## [Exercise objective]
Return the listing below in full, exactly.

## [Given information]
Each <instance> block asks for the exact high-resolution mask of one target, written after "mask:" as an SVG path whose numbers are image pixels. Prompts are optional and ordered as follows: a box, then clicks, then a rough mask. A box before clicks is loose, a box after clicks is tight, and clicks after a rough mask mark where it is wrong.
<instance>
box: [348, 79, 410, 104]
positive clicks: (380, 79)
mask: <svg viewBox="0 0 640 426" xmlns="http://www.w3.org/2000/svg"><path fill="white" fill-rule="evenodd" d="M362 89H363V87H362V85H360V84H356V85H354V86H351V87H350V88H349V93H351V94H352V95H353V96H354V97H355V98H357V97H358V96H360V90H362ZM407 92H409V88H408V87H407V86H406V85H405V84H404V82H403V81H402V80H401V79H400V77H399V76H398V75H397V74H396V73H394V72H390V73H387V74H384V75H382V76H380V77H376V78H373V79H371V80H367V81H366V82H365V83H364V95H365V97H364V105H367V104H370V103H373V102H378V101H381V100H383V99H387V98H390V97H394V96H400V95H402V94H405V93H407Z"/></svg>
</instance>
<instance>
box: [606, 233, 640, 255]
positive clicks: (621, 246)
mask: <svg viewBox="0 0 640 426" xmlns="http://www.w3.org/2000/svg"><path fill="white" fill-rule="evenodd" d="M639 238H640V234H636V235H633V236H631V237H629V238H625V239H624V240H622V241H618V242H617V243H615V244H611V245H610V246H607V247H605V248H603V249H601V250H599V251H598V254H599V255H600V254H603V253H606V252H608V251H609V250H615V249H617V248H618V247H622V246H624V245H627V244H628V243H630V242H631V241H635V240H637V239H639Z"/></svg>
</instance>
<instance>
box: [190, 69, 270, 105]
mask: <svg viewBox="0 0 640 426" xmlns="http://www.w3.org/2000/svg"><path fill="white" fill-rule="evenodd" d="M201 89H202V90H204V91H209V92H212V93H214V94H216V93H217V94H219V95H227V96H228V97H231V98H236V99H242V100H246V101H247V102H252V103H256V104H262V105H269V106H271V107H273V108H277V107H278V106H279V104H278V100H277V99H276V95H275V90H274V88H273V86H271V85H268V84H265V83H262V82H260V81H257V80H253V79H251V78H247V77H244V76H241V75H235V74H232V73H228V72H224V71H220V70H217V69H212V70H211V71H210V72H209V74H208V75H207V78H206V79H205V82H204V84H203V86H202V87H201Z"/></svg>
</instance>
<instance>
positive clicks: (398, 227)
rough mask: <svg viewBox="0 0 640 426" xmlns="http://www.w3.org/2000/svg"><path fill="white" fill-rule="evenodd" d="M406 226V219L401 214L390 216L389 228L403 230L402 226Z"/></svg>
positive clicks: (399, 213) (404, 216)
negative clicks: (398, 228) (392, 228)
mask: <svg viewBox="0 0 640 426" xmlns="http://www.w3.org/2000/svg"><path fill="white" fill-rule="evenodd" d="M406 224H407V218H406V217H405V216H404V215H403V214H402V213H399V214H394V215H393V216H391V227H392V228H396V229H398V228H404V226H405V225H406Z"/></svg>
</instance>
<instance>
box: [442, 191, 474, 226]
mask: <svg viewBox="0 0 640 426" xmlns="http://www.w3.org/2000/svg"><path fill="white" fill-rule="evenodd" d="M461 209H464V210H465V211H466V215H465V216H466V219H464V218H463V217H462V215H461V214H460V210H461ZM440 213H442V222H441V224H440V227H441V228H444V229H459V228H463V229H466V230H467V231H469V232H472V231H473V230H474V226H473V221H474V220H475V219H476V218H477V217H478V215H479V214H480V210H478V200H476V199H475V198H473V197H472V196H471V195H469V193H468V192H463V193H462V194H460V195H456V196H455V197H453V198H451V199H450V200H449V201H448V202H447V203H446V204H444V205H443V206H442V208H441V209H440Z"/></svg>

## [Solved exercise]
Each <instance> block asks for the exact high-resolution mask of one target, written after "mask:" as an SVG path whose numbers are image pixels. Prompts are optional and ordered as follows: a box, then clicks, then a rough mask. A box before clicks is loose, a box after clicks is tight, and clicks after a rough mask mark where it is wrong.
<instance>
box: [348, 79, 410, 104]
positive clicks: (380, 79)
mask: <svg viewBox="0 0 640 426" xmlns="http://www.w3.org/2000/svg"><path fill="white" fill-rule="evenodd" d="M362 89H363V87H362V85H360V84H356V85H354V86H351V87H350V88H349V93H351V94H352V95H353V96H354V97H355V98H357V97H358V96H360V90H362ZM407 92H409V88H408V87H407V86H406V85H405V84H404V82H403V81H402V80H401V79H400V77H399V76H398V75H397V74H396V73H394V72H390V73H387V74H384V75H382V76H380V77H376V78H373V79H371V80H367V81H366V82H365V83H364V95H365V97H364V105H367V104H370V103H373V102H378V101H381V100H383V99H387V98H390V97H394V96H400V95H402V94H405V93H407Z"/></svg>
</instance>
<instance>
box: [606, 233, 640, 255]
positive clicks: (621, 246)
mask: <svg viewBox="0 0 640 426" xmlns="http://www.w3.org/2000/svg"><path fill="white" fill-rule="evenodd" d="M639 238H640V234H636V235H633V236H631V237H629V238H625V239H624V240H622V241H618V242H617V243H615V244H611V245H610V246H607V247H605V248H603V249H601V250H599V251H598V254H599V255H600V254H603V253H606V252H608V251H609V250H615V249H617V248H618V247H622V246H624V245H627V244H628V243H630V242H631V241H635V240H637V239H639Z"/></svg>
</instance>
<instance>
box: [190, 69, 270, 105]
mask: <svg viewBox="0 0 640 426" xmlns="http://www.w3.org/2000/svg"><path fill="white" fill-rule="evenodd" d="M201 89H202V90H204V91H209V92H212V93H214V94H216V93H217V94H219V95H227V96H228V97H231V98H236V99H242V100H246V101H247V102H252V103H256V104H262V105H269V106H271V107H273V108H277V107H278V106H279V104H278V100H277V99H276V95H275V90H274V88H273V86H271V85H268V84H265V83H262V82H260V81H257V80H253V79H251V78H247V77H244V76H241V75H235V74H232V73H228V72H224V71H220V70H217V69H212V70H211V71H210V72H209V74H208V75H207V78H206V79H205V82H204V84H203V86H202V87H201Z"/></svg>
</instance>
<instance>
positive clicks: (398, 227)
rough mask: <svg viewBox="0 0 640 426" xmlns="http://www.w3.org/2000/svg"><path fill="white" fill-rule="evenodd" d="M406 226V219L401 214L390 216L389 228L403 230L402 226Z"/></svg>
positive clicks: (399, 213) (404, 216)
negative clicks: (398, 228) (392, 228)
mask: <svg viewBox="0 0 640 426" xmlns="http://www.w3.org/2000/svg"><path fill="white" fill-rule="evenodd" d="M406 224H407V218H406V217H405V216H404V215H403V214H402V213H399V214H394V215H393V216H391V227H392V228H396V229H398V228H404V226H405V225H406Z"/></svg>
</instance>
<instance>
box: [442, 191, 474, 226]
mask: <svg viewBox="0 0 640 426" xmlns="http://www.w3.org/2000/svg"><path fill="white" fill-rule="evenodd" d="M461 209H464V210H465V211H466V215H465V216H466V219H464V218H463V217H462V215H461V214H460V210H461ZM440 213H442V222H441V224H440V227H441V228H444V229H459V228H463V229H466V230H467V231H469V232H472V231H473V230H474V226H473V221H474V220H475V219H476V218H477V217H478V215H479V214H480V210H478V200H476V199H475V198H473V197H472V196H471V195H469V193H468V192H463V193H462V194H460V195H456V196H455V197H453V198H451V199H450V200H449V201H448V202H447V203H446V204H444V205H443V206H442V208H441V209H440Z"/></svg>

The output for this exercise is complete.